* [Records shown]
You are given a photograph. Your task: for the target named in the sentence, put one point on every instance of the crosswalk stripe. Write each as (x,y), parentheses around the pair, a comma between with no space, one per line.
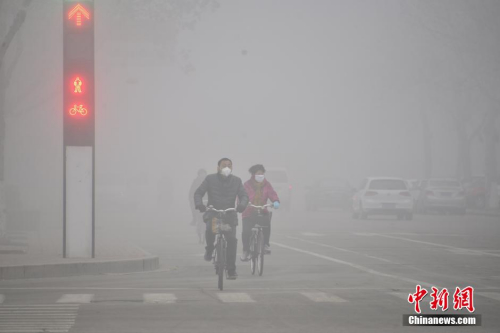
(323,297)
(492,295)
(159,298)
(235,298)
(37,318)
(400,295)
(76,298)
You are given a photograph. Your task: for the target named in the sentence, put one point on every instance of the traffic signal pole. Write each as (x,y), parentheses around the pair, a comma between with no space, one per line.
(79,130)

* [Aim of the exercise]
Reproduce the whole listing verbatim and keep all pictures out of it.

* [Response below]
You are given a photograph. Your task: for the target named in the sentence, put one point on every instance of the crosswalk stripe. Write each as (x,y), parentheses around the pair, a comma between with no space, one per line.
(323,297)
(492,295)
(159,298)
(235,298)
(37,318)
(400,295)
(76,298)
You are given a photograph. Your task: for the target named in the sentence, put one point on every instance of the traffic signal pole. Write each as (x,y), parentheses around the pair, a comma between with no space, one per line.
(79,130)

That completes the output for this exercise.